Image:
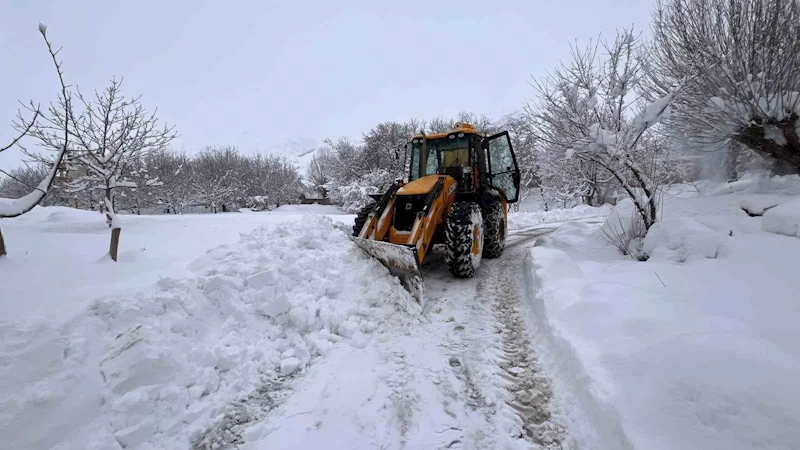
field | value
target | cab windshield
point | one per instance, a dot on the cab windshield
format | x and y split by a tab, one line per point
438	155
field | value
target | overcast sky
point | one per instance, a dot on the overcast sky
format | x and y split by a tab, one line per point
259	74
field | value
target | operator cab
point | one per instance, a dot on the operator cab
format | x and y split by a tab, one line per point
468	156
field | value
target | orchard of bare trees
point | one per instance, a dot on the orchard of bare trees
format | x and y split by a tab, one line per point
712	90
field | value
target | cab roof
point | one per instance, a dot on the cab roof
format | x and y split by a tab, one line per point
459	127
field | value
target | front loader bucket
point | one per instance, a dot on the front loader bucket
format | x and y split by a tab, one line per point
402	262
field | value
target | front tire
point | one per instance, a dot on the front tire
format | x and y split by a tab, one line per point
464	239
494	228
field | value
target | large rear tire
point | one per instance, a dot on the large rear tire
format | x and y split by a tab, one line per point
464	239
361	218
494	229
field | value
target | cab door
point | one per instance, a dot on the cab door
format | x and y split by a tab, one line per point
503	170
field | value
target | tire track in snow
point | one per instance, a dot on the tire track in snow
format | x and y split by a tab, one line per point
530	391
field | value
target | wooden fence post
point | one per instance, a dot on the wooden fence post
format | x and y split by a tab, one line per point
114	243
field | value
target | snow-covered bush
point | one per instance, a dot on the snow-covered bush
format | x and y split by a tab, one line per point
593	137
355	195
625	230
681	239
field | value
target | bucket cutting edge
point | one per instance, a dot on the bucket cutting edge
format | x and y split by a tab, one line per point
402	262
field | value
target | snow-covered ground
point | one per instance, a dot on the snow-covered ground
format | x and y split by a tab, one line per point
695	348
257	330
272	330
57	256
521	220
162	364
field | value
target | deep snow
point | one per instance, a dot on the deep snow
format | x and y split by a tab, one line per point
159	367
284	336
695	348
57	259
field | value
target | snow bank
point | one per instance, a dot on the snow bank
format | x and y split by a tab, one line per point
157	368
519	220
660	355
783	219
680	239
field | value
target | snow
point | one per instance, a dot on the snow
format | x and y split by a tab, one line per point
756	206
17	206
520	220
680	239
783	219
67	247
158	366
695	348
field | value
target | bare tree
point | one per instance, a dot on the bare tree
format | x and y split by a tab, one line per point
587	110
318	175
214	176
743	62
174	172
523	140
17	206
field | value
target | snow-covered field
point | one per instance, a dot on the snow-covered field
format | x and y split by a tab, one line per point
695	348
162	360
57	256
271	330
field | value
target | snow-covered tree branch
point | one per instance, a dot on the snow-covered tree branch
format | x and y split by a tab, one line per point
591	137
109	139
12	207
743	62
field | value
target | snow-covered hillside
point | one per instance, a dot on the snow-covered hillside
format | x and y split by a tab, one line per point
695	348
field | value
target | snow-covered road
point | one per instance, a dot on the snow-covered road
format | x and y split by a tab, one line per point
461	375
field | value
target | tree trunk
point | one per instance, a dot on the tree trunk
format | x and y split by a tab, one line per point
114	243
789	154
2	245
732	162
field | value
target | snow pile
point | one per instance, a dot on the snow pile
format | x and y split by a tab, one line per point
783	219
158	368
757	205
520	220
660	355
622	220
680	239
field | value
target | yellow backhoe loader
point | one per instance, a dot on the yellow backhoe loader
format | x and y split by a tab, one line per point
457	194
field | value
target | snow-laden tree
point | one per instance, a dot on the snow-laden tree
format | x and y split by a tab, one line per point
270	181
174	192
587	112
523	140
742	60
318	173
214	177
13	207
109	138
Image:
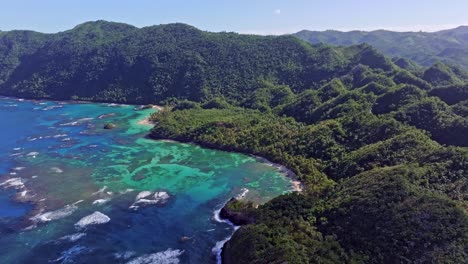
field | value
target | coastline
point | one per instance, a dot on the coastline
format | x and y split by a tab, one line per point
296	185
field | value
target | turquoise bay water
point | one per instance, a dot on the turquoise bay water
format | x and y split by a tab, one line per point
59	162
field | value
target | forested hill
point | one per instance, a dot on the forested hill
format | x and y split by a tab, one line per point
449	46
115	62
381	149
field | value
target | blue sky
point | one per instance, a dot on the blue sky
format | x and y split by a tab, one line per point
244	16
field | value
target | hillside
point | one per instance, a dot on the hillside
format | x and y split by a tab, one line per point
448	46
380	146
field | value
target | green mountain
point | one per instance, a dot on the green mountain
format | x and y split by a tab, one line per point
106	61
448	46
379	145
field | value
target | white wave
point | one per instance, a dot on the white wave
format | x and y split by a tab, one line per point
96	218
68	255
142	194
56	170
165	257
101	201
124	255
54	215
158	198
243	193
73	237
77	122
51	107
126	191
33	153
13	183
100	190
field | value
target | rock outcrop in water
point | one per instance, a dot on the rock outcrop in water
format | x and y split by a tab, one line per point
238	212
96	218
110	126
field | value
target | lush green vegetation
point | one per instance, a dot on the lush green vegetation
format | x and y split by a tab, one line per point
380	145
382	186
448	46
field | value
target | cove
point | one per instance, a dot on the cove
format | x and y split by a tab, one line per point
73	192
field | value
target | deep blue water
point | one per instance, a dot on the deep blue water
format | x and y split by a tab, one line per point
57	159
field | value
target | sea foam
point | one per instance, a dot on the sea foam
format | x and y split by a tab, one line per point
165	257
54	215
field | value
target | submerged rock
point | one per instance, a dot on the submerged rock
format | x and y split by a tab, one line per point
54	215
110	126
165	257
96	218
237	212
185	239
143	198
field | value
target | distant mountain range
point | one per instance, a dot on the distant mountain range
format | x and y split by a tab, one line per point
448	46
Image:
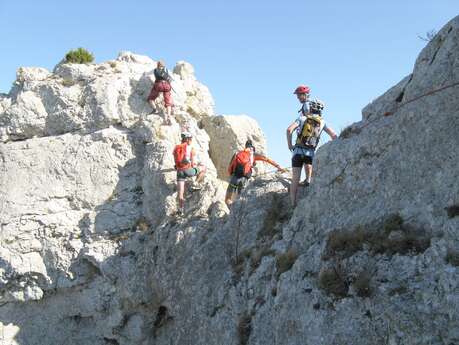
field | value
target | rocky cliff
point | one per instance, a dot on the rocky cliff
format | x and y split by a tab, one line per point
92	254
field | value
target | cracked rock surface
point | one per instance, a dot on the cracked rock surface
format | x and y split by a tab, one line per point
92	253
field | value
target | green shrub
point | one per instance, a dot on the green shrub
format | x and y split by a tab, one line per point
79	55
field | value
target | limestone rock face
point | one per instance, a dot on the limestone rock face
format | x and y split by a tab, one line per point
92	97
91	252
228	135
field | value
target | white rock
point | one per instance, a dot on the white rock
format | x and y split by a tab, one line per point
228	135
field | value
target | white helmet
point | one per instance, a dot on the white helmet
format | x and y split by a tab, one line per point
________________________
Written task.
Each line of the data is to be duplicated exactly; pictures stay out of the copy.

Task response.
Image:
field | value
target | cab windshield
point | one per instance, a dot on the cab windshield
format | x and y split by a tab, one line per point
438	155
field | value
target | overcast sky
point | one per instance, a dot on the overcast sky
format | x and y split by a tab, one line per point
259	74
field | value
target | operator cab
point | one per instance, a dot on the operator cab
format | x and y split by a tab, one line per point
468	156
field | value
target | orchard of bare trees
point | one per instance, a dot on the orchard of bare trees
format | x and y split by a tab, one line per point
712	90
field | value
target | cab roof
point | one per instance, a dot on the cab roof
format | x and y split by a tab, one line per point
459	127
field | value
target | front loader bucket
point | one per instance, a dot on the front loader bucket
format | x and y split by a tab, one line per point
402	262
field | value
target | front tire
point | one per instance, a dot on the front tire
format | x and y split by a tab, one line per point
464	239
494	228
field | value
target | large rear tire
point | one per instance, a dot on the large rear tire
format | x and y split by a tab, one line per point
464	239
361	218
494	229
field | value
target | cab door
point | one per instance, a dot on the cab door
format | x and y split by a tab, one line per point
503	170
field | value
target | tire track in snow
point | one per instance, a dot on the tire track in snow
format | x and y split by a tab, one line per point
530	391
field | value
target | wooden fence post
point | one per instance, a dot on the wooden fence post
format | x and y split by a tab, one line per point
114	243
field | value
target | snow-covered bush
point | one per instance, a dot on the snow-covered bush
format | x and y split by a tab, one line per point
593	137
355	195
625	230
681	239
field | value
target | bucket cutting edge
point | one per instance, a dot on the bucket cutting edge
format | x and y split by a tab, one line per point
402	262
field | value
target | snow-covered ground
point | one per instance, a dot on the snow-covered ground
format | x and y split by a tab, one line per point
695	348
257	330
272	330
57	256
521	220
162	364
field | value
target | deep snow
point | one per instance, a dot on the deep snow
format | x and y split by a tab, one line per point
159	367
284	336
695	348
57	259
field | value
target | snow bank
point | one per instance, a dot on the snow bank
format | x and y split by a tab, one line per point
157	368
519	220
660	355
783	219
680	239
field | value
target | snow
point | one per instance, a dot on the snow
format | x and y split by a tab, one line per point
756	206
17	206
520	220
680	239
783	219
67	247
158	366
695	348
field | value
target | bare tree
point | one per instance, a dot on the bare tree
format | x and y split by a tab, one line per point
587	110
318	175
214	176
743	62
174	172
523	140
17	206
field | value
target | snow-covered field
point | one per instance, a dot on the snow-covered field
format | x and y split by a tab, one line per point
695	348
162	360
57	256
271	330
field | value
target | snow-covered tree branch
point | one per instance, a dot on the snow-covered tree branch
format | x and y split by a tab, one line per point
591	137
109	139
12	207
743	62
field | value
target | snow-covered hillside
point | one per instance, a dot on the snow-covered hillside
format | x and y split by a tab, one line per point
695	348
field | value
target | snow-covered road
point | one per instance, a dot on the snow-covered road
format | x and y split by a tab, one line per point
461	375
field | value
target | tree trunk
point | one per instance, a dot on the tree trunk
format | x and y split by a tab, one line per point
114	243
789	154
2	245
732	162
field | value
target | snow pile
point | one per instance, a dot on the snow pile
format | x and y split by a tab, one line per point
783	219
158	368
757	205
520	220
660	355
622	220
680	239
field | value
target | yellow backhoe loader
point | one per instance, a dot on the yellow backhoe loader
format | x and y split by a tab, one line per point
457	194
field | value
target | snow-laden tree
point | one per instance, a dot on the snow-laden tree
format | x and y split by a tab, one line per point
270	181
174	192
587	112
523	140
742	60
318	173
214	177
13	207
109	138
Image:
field | value
target | coastline
point | one per instance, a dot on the coastline
format | x and y split by a tab, one line per point
296	185
field | value
target | turquoise bay water
point | one per instance, a dot on the turquoise bay water
format | x and y split by a tab, one line per point
59	162
field | value
target | forested hill
point | one per instance, a dot on the forested hill
format | x and y split by a tab, one line per point
449	46
115	62
381	149
field | value
target | blue sky
point | one per instance, a dot on the blue sky
format | x and y split by a tab, one line per point
244	16
field | value
target | hillside
point | one per instance, a dot on the hillside
format | x and y split by a tab, one line per point
448	46
380	146
field | value
target | green mountain
point | one per instance, a dot on the green mountain
format | x and y split by a tab, one line per point
106	61
448	46
379	145
field | value
target | white wave
point | one per instance, a dot on the white wave
format | x and y split by a tab, one line per point
96	218
68	255
142	194
56	170
165	257
101	201
124	255
54	215
158	198
243	193
73	237
77	122
51	107
126	191
33	153
13	183
100	190
field | value
target | rock outcrop in water
point | one per instance, a dot on the rock outcrop in water
format | x and y split by a tab, one line per point
238	212
96	218
110	126
field | value
target | lush green vegetation
point | one per instance, a dot on the lush green vegetation
format | x and y split by a tab, one line per point
380	145
382	186
448	46
field | value
target | cove
point | one per instance, a dot on the cove
format | x and y split by a tab, one line per point
73	192
field | value
target | deep blue water
point | one per instance, a dot on the deep blue water
format | x and y split by a tab, one line per point
57	159
field | value
target | sea foam
point | one per instance, a dot on the sea foam
format | x and y split by a tab, one line per point
165	257
54	215
field | value
target | submerged rock
point | one per instance, a dot on the submerged rock
format | x and y split by a tab, one line per point
54	215
110	126
165	257
96	218
237	212
185	239
143	198
field | value
target | distant mountain range
point | one per instance, a dot on the distant mountain range
format | x and y split by a tab, one line per point
448	46
Image:
field | value
target | rocky cliff
point | one per instance, a dot on the rocky cliff
format | x and y split by a tab, one line per point
92	254
field | value
target | cracked rock surface
point | one per instance, a dot on the cracked rock surface
format | x and y split by a tab, one line per point
92	253
field | value
target | green shrub
point | one per instance, a dot on the green shrub
format | x and y split by a tab, one line per point
79	55
field | value
target | limestone rock face
point | one per instance, a dot on the limestone rock face
format | x and y split by a tab, one line per point
92	97
91	252
228	135
field | value
target | white rock
point | one per instance, a dot on the white rock
format | x and y split by a tab, one line per point
228	135
field | value
target | white helmet
point | one per instance, a dot on the white helmet
format | x and y split by a tab, one line per point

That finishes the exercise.